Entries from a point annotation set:
****
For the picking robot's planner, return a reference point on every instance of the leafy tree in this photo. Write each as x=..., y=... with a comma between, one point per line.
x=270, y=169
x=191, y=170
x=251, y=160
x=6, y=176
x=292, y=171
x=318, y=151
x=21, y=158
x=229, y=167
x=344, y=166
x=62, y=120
****
• _PROBLEM DETAILS_
Print out all the entries precisely as written.

• _TASK RESULT_
For the picking robot's planner, return a reference point on every instance of the leafy tree in this photo. Write each as x=..., y=... with a comma between, one point per line.
x=270, y=169
x=191, y=170
x=251, y=160
x=6, y=176
x=292, y=171
x=318, y=151
x=21, y=158
x=229, y=167
x=344, y=166
x=62, y=120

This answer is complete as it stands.